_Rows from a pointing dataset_
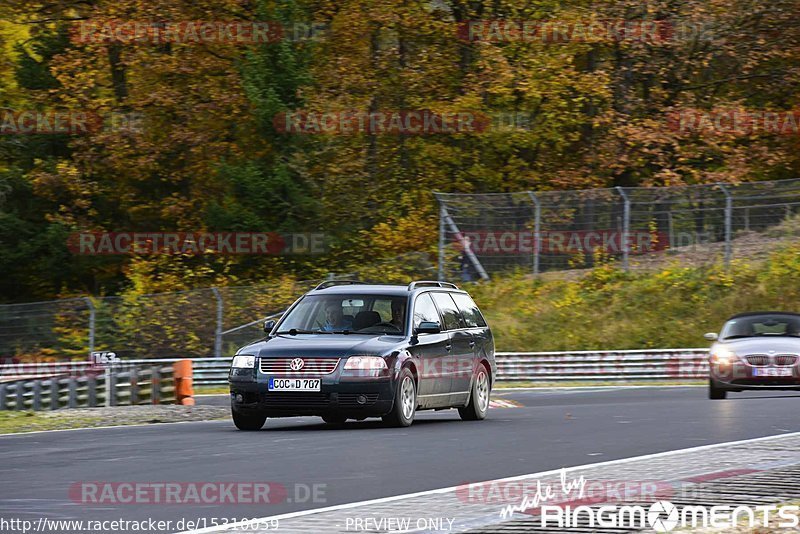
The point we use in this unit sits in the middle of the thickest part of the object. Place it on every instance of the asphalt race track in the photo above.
(363, 460)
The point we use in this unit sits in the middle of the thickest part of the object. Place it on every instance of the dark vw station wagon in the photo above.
(348, 350)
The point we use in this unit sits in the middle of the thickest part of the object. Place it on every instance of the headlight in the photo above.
(245, 361)
(365, 363)
(722, 355)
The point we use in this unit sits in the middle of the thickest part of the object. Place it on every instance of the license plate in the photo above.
(294, 384)
(773, 371)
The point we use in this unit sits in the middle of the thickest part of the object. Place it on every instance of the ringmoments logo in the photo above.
(664, 516)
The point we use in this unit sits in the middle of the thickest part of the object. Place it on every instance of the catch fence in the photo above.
(539, 231)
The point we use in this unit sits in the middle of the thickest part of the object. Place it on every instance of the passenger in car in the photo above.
(335, 319)
(398, 313)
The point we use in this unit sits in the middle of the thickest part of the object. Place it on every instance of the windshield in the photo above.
(762, 325)
(351, 314)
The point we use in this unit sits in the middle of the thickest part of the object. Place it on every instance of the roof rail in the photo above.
(330, 283)
(430, 283)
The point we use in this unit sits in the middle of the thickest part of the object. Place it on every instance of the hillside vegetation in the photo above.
(609, 309)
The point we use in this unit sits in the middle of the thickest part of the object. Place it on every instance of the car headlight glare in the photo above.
(723, 355)
(365, 363)
(244, 361)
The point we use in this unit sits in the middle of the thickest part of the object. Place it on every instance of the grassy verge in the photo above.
(12, 422)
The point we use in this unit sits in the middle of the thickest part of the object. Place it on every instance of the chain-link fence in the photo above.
(480, 234)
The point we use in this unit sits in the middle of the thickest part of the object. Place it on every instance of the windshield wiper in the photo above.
(295, 331)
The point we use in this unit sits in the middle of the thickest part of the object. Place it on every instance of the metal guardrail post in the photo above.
(72, 392)
(91, 391)
(537, 231)
(54, 403)
(626, 226)
(134, 374)
(441, 240)
(155, 386)
(92, 321)
(218, 331)
(728, 223)
(19, 389)
(36, 401)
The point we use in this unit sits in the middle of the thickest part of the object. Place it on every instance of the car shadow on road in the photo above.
(772, 396)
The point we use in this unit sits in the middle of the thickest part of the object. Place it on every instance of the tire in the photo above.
(334, 419)
(478, 405)
(405, 401)
(715, 393)
(247, 421)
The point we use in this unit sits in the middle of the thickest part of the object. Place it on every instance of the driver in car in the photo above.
(334, 318)
(398, 313)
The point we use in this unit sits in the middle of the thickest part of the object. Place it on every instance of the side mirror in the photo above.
(429, 327)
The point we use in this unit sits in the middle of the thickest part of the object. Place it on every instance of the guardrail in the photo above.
(620, 365)
(151, 380)
(135, 385)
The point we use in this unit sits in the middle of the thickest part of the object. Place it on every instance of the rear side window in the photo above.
(424, 310)
(452, 318)
(469, 310)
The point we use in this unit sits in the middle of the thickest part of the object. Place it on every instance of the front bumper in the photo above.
(741, 375)
(339, 395)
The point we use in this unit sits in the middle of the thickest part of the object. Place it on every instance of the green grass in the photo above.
(608, 309)
(27, 421)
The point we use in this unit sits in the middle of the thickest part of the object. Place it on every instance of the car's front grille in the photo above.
(295, 400)
(311, 366)
(351, 399)
(759, 360)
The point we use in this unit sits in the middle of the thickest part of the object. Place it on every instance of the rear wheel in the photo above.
(248, 421)
(405, 401)
(479, 398)
(715, 393)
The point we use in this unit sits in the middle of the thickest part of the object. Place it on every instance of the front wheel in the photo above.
(248, 421)
(479, 398)
(715, 393)
(405, 401)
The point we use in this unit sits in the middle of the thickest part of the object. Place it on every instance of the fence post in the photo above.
(441, 240)
(54, 400)
(36, 403)
(111, 388)
(92, 318)
(218, 332)
(155, 385)
(626, 226)
(72, 388)
(537, 231)
(134, 386)
(91, 391)
(728, 222)
(20, 391)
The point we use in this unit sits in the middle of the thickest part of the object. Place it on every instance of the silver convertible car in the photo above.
(758, 350)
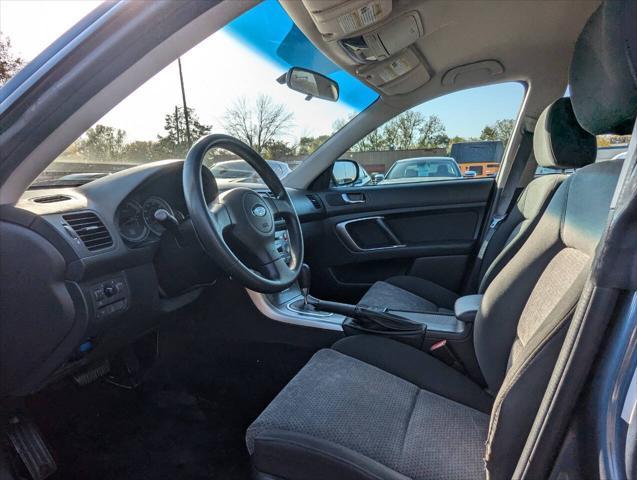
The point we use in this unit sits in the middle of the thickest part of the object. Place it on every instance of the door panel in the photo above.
(429, 230)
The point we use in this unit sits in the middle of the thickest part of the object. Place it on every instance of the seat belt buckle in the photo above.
(438, 345)
(496, 220)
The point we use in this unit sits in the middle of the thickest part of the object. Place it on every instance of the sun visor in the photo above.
(337, 19)
(402, 73)
(385, 41)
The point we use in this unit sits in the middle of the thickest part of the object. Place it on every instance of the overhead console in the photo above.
(381, 41)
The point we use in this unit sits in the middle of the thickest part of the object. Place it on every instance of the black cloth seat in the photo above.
(371, 409)
(559, 142)
(416, 367)
(374, 408)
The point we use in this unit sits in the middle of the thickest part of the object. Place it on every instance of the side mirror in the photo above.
(310, 83)
(345, 172)
(377, 177)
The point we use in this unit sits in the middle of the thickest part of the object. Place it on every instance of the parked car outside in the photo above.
(481, 157)
(422, 169)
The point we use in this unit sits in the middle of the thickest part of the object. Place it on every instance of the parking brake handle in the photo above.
(370, 317)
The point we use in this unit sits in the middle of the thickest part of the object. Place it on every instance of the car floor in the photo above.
(188, 417)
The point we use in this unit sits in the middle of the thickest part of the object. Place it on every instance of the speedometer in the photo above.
(150, 206)
(130, 220)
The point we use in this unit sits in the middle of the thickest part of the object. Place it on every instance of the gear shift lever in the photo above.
(304, 282)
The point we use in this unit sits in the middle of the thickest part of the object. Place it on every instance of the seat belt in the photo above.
(506, 197)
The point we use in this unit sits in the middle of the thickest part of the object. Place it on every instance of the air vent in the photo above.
(90, 229)
(52, 199)
(315, 201)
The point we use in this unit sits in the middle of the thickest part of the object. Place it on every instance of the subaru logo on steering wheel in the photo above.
(259, 211)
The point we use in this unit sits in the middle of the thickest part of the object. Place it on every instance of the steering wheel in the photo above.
(237, 228)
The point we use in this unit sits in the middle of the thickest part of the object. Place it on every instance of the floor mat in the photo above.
(187, 421)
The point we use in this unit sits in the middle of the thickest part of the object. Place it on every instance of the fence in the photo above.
(376, 161)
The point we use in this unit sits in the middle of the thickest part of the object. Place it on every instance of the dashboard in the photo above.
(91, 268)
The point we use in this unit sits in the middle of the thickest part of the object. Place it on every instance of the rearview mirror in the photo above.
(310, 83)
(345, 172)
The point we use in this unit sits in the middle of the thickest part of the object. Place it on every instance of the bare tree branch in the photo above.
(257, 125)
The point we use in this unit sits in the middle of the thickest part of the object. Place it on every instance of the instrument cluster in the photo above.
(136, 220)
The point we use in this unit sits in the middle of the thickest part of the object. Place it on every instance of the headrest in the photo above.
(559, 141)
(603, 75)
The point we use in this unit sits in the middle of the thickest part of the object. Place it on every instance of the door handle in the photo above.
(353, 198)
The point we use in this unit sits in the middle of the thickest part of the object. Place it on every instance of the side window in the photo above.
(458, 136)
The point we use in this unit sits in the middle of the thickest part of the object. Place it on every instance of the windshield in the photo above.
(228, 83)
(419, 168)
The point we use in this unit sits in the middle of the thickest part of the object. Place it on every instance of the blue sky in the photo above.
(465, 113)
(269, 32)
(251, 60)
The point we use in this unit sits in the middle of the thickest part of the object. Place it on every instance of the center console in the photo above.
(447, 336)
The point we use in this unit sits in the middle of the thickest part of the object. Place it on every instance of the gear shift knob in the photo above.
(304, 281)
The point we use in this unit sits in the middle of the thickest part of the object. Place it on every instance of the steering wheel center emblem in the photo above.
(259, 211)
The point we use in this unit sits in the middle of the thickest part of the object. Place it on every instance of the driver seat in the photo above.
(373, 408)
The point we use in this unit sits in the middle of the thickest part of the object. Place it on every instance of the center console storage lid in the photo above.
(466, 308)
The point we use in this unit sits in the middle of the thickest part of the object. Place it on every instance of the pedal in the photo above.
(88, 376)
(27, 440)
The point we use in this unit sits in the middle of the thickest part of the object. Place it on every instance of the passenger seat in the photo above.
(559, 142)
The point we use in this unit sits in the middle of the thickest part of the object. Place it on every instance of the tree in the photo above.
(175, 143)
(278, 149)
(102, 144)
(500, 130)
(407, 127)
(307, 144)
(374, 141)
(141, 151)
(433, 133)
(9, 63)
(259, 124)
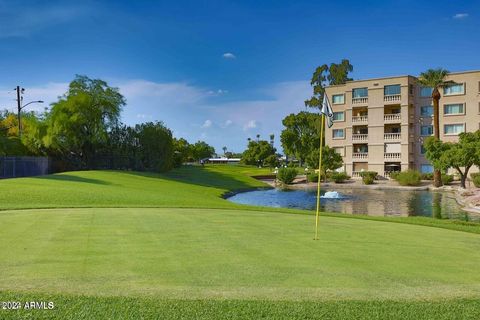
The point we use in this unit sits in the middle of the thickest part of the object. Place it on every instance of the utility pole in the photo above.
(19, 108)
(20, 92)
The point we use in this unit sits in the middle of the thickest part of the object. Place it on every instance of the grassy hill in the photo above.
(131, 245)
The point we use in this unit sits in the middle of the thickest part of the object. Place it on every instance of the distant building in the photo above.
(380, 124)
(222, 160)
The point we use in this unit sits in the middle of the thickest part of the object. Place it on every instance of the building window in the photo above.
(338, 116)
(422, 149)
(426, 111)
(426, 168)
(426, 130)
(338, 99)
(391, 90)
(360, 93)
(454, 128)
(338, 133)
(340, 151)
(426, 92)
(453, 89)
(453, 109)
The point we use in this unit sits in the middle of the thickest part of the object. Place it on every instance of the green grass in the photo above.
(185, 187)
(167, 246)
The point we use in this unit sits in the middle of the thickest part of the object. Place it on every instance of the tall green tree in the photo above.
(460, 156)
(331, 160)
(301, 134)
(156, 146)
(325, 75)
(435, 79)
(202, 150)
(79, 122)
(258, 153)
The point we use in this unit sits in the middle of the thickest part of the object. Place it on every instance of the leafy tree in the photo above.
(435, 79)
(463, 155)
(271, 161)
(327, 75)
(434, 149)
(301, 134)
(201, 150)
(257, 152)
(156, 146)
(331, 160)
(79, 122)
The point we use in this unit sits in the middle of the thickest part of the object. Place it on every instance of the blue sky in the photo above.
(223, 71)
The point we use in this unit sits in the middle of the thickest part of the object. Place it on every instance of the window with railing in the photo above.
(338, 99)
(426, 130)
(338, 133)
(454, 129)
(457, 108)
(391, 90)
(457, 88)
(339, 116)
(426, 111)
(426, 168)
(360, 93)
(426, 91)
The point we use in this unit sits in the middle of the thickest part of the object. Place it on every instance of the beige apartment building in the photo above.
(380, 124)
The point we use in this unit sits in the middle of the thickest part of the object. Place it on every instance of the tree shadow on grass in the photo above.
(204, 177)
(73, 178)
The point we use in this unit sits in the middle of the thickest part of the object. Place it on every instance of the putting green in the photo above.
(234, 254)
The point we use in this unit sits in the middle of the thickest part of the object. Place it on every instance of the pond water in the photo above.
(362, 201)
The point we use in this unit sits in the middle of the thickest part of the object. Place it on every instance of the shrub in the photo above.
(447, 178)
(409, 178)
(427, 176)
(286, 175)
(368, 176)
(340, 177)
(476, 179)
(312, 177)
(394, 175)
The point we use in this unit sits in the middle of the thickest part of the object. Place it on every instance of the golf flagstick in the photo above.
(319, 176)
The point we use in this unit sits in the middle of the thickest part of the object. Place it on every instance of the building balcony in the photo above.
(362, 100)
(392, 98)
(392, 155)
(359, 137)
(360, 155)
(392, 136)
(356, 174)
(359, 119)
(394, 117)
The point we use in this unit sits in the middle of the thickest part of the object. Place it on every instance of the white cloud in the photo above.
(218, 92)
(252, 124)
(207, 124)
(460, 16)
(228, 55)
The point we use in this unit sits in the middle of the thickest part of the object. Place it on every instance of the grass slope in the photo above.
(185, 187)
(216, 258)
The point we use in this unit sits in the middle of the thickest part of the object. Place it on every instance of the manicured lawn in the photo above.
(177, 250)
(185, 187)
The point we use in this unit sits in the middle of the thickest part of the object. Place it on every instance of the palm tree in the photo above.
(435, 79)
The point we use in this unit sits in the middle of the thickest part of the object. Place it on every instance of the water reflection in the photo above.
(363, 201)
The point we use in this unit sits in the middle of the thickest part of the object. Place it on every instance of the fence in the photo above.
(14, 167)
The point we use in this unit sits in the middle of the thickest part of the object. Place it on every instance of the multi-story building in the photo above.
(380, 124)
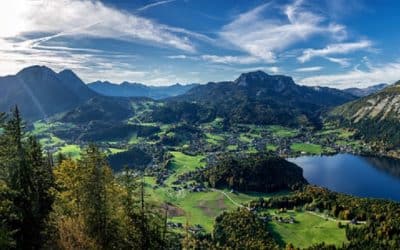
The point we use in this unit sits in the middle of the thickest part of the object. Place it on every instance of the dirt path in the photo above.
(333, 219)
(229, 198)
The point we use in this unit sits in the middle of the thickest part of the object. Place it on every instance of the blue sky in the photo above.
(337, 43)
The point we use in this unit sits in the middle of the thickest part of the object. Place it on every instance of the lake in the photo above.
(376, 177)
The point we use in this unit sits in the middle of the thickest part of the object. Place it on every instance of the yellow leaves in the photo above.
(72, 235)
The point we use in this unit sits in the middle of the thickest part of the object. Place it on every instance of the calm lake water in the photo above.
(376, 177)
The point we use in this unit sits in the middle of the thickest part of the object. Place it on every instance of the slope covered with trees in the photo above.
(254, 172)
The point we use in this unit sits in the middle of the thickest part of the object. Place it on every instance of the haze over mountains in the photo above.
(360, 92)
(253, 97)
(127, 89)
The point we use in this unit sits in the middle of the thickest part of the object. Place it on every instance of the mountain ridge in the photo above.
(128, 89)
(41, 92)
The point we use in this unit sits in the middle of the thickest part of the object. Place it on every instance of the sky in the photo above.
(335, 43)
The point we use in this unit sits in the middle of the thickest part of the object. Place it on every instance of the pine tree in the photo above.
(96, 205)
(26, 173)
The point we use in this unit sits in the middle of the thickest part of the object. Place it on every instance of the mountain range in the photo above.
(360, 92)
(257, 97)
(376, 116)
(40, 92)
(254, 97)
(127, 89)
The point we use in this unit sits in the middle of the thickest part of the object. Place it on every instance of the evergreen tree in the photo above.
(26, 173)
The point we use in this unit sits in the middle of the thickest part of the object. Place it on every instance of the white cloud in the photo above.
(230, 59)
(388, 73)
(152, 5)
(334, 49)
(262, 35)
(344, 62)
(85, 18)
(178, 57)
(309, 69)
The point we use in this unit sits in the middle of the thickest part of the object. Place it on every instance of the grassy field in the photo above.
(307, 148)
(72, 151)
(282, 132)
(181, 164)
(308, 229)
(214, 139)
(271, 147)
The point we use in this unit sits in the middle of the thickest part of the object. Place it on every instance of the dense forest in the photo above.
(254, 172)
(68, 204)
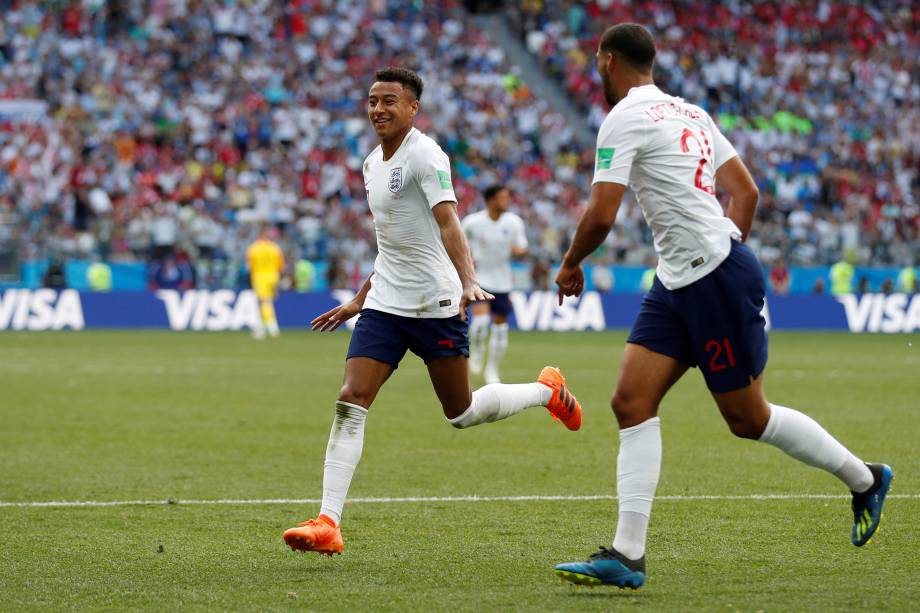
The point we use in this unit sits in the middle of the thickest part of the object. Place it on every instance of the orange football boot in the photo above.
(315, 535)
(562, 405)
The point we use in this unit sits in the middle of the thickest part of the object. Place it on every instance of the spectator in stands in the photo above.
(780, 279)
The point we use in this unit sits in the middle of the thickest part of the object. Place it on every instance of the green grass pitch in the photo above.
(115, 416)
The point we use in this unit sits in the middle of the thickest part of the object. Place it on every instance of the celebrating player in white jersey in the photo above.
(415, 299)
(496, 235)
(704, 308)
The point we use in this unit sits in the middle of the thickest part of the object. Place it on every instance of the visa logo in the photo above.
(881, 312)
(41, 309)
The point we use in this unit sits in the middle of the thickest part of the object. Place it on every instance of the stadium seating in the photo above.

_What you should do_
Starting at the line that contains "jersey in the photo above.", output each remaining line of the listing, the last line included, exactly as it appears.

_Correct output_
The point we use in this unit sits in the middle of the thickest part of the object. Place it on every instance of the celebrating player in white jersey in the photo above.
(415, 299)
(496, 235)
(704, 308)
The point we use in this unit sits in the middle of the thickest part of the object. Place it on every instance of the visa logo in the photo above.
(881, 312)
(41, 309)
The point we use in this unit sits in the middle of the thickest part of the object. Place it on every instance of the stadium seating in the photo above.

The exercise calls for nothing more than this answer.